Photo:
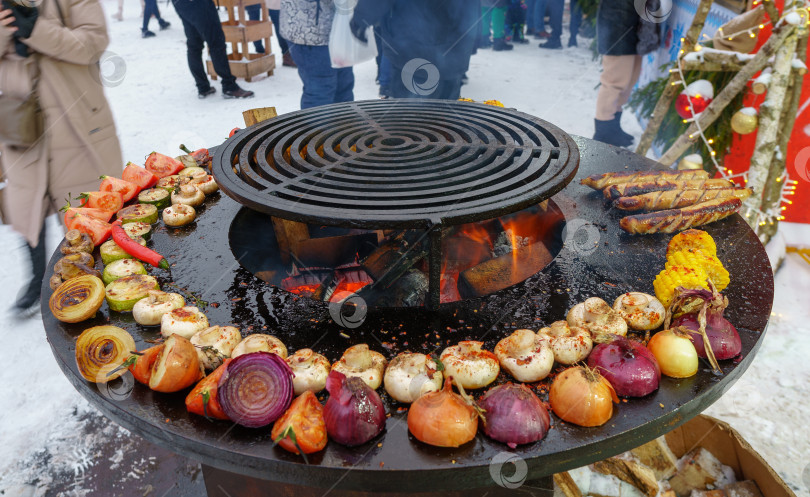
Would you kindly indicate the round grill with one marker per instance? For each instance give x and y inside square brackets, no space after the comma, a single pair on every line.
[396,163]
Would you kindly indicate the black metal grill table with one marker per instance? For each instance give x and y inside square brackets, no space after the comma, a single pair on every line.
[397,164]
[598,260]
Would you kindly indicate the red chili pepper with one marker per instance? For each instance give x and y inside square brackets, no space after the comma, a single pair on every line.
[135,249]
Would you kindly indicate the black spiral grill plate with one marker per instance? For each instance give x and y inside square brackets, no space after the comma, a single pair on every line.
[396,163]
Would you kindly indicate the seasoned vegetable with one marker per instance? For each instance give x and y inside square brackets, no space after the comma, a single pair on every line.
[110,251]
[77,299]
[106,201]
[179,215]
[101,351]
[155,196]
[123,293]
[121,268]
[139,176]
[133,230]
[150,311]
[71,266]
[138,213]
[125,188]
[162,165]
[134,249]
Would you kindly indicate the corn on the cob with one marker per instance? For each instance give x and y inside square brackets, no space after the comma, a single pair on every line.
[698,258]
[671,278]
[692,239]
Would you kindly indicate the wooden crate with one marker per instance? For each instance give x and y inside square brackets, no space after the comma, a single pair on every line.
[247,68]
[240,33]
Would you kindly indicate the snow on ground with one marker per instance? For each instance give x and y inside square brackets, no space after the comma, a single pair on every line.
[156,108]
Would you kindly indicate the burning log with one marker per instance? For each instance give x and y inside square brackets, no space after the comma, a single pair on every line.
[345,282]
[306,283]
[408,291]
[288,235]
[395,257]
[332,251]
[504,271]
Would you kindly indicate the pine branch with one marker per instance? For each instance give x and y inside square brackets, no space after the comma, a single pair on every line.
[770,113]
[734,87]
[672,90]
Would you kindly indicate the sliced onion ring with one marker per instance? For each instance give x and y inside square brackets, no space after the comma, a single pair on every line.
[255,389]
[100,352]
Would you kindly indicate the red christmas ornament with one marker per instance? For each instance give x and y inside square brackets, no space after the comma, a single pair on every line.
[694,99]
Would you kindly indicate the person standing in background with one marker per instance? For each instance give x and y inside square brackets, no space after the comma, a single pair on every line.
[150,9]
[622,37]
[576,21]
[201,25]
[429,43]
[254,13]
[555,8]
[306,25]
[493,15]
[537,15]
[59,42]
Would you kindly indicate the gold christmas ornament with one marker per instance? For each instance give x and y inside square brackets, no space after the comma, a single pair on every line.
[745,120]
[692,161]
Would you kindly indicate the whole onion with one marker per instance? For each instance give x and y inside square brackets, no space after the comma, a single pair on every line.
[514,415]
[723,336]
[255,389]
[354,413]
[629,366]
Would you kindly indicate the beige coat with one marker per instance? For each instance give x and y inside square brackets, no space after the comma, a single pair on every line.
[80,142]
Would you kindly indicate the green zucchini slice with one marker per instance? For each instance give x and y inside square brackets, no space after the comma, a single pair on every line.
[110,251]
[123,293]
[121,268]
[155,196]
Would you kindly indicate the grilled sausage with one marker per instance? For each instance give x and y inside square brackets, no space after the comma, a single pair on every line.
[673,199]
[601,181]
[673,220]
[630,189]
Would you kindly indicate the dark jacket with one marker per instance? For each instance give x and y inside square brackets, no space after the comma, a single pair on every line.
[620,30]
[440,31]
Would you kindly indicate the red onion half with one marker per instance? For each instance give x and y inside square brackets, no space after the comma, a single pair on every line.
[255,389]
[629,366]
[354,413]
[514,415]
[724,340]
[723,336]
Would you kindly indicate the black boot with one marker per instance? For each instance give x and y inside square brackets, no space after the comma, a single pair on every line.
[617,118]
[500,45]
[28,299]
[609,132]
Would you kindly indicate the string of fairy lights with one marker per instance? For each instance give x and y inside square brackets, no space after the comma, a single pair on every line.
[788,185]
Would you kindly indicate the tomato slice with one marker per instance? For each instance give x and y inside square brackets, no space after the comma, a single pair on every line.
[98,230]
[106,201]
[304,418]
[141,368]
[125,188]
[139,175]
[202,399]
[99,214]
[162,165]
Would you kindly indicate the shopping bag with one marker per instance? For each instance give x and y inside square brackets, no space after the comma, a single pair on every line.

···

* _WORK TO BE COMPLETED_: Repeat the items from the line containing "Would you kindly indicate the red onion" through the end of the items, swapping "tomato slice" for "cucumber slice" and leaving everything else unchanged. Give only those lines.

* _FULL ANSWER_:
Would you kindly indicate the red onion half with one marker per instance? For each instance give x and y inside square brackets, no space after the comma, a single pair on every line.
[255,389]
[629,366]
[354,413]
[514,415]
[724,340]
[723,336]
Would you kindly indicate the black boot with one marker per instance? For each instance give x and y inside square brackets, no space after the comma, a single pair on every line.
[617,118]
[500,45]
[28,299]
[609,132]
Would you kindly indicate the string of fairy lights with one marker per instance? For each instance give x and y inside square brackets, no space after the comma, a single pair on every line.
[788,185]
Would you kindly indicate the cucumber slice with one marker per instance? For each instance give x and y inside square brackets, no space after the comma, a single pair on every line.
[98,230]
[106,201]
[304,418]
[141,368]
[125,188]
[139,175]
[202,399]
[99,214]
[162,165]
Would you kindly indicate the shopping bag with one marker per instance? For each instance give x and y inside square brackets, no space after the comma, a single pair on every line.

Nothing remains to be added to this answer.